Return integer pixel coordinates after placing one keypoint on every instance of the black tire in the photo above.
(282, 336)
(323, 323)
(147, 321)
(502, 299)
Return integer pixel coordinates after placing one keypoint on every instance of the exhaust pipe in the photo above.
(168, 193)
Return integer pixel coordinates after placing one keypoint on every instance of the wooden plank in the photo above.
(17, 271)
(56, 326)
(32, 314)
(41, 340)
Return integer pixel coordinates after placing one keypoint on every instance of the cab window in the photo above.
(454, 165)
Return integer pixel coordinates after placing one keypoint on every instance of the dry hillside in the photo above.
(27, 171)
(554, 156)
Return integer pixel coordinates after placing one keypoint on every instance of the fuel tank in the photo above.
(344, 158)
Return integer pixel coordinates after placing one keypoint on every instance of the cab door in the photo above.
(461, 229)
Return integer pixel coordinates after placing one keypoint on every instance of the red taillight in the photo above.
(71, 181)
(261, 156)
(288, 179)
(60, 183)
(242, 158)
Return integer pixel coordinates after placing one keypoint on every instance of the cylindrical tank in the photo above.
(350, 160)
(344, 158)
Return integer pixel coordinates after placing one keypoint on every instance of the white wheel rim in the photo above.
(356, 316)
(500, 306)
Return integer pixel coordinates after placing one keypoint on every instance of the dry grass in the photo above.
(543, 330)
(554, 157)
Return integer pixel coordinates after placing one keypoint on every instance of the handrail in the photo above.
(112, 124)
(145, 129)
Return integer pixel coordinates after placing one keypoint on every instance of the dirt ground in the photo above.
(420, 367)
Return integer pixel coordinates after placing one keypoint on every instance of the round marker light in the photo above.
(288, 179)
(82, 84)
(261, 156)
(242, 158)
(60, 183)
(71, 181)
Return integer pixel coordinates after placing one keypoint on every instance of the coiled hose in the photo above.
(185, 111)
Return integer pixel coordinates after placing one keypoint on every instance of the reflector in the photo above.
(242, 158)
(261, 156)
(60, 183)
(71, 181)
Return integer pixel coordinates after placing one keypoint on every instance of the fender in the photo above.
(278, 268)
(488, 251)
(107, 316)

YOUR OBJECTIVE: Copy every record shown above, exactly and completely.

SOLUTION TO THE PROBLEM:
Return integer pixel coordinates after placing one keypoint on every instance of the black tire in the photo above.
(282, 336)
(323, 323)
(147, 321)
(502, 299)
Return integer pixel coordinates after placing one keypoint on every instance of the exhaust pipe in the photo above.
(168, 193)
Return integer pixel coordinates after placing one keypoint on every instance of the wooden plank in the photo above.
(17, 271)
(56, 326)
(32, 314)
(41, 340)
Return integer pixel coordinates after placing one keypoint on every instance of the cab window in the photo above.
(454, 165)
Return integer pixel coordinates after placing one keypoint on every instance of the dry hillside in the photo above.
(27, 171)
(554, 156)
Return integer pixel coordinates after placing one keypoint on every instance of the fuel tank in the photo above.
(344, 158)
Return integer pixel coordinates after placing one keypoint on every instance of the cab door in the photo above.
(461, 229)
Return integer pixel coordinates after placing one keypoint on every instance of the red taillight in the photo above.
(71, 181)
(261, 156)
(288, 179)
(60, 183)
(242, 158)
Return integer pixel coordinates after placing one keypoint on every instance of the cylindrical tank in the photo above.
(350, 160)
(344, 158)
Return integer pixel coordinates after placing one keypoint on every instance of the white wheel rim in the photo above.
(356, 316)
(500, 306)
Return integer pixel coordinates after placing one keypoint on every instance of the dry grass in the photo above.
(543, 330)
(554, 157)
Return integer pixel coordinates after placing one keypoint on every instance of the handrail in the photo above.
(112, 124)
(145, 129)
Return integer pixel coordinates after placing one keypoint on every instance of the dirt ground in the photo above.
(420, 367)
Return integer pixel coordinates after placing one keypoint on every instance of the round marker light in the photo above.
(288, 179)
(82, 84)
(261, 156)
(242, 158)
(60, 183)
(71, 181)
Return integer pixel coordinates after placing one keypoint on every instance of the coiled hose in the photo above.
(185, 111)
Return integer pixel coordinates after placing one keypoint on every instance of the reflector in the photo above.
(242, 158)
(261, 156)
(60, 183)
(71, 181)
Return integer pixel coordinates after placing one keypoint on every instance of the fender in the photo above.
(278, 268)
(488, 251)
(107, 316)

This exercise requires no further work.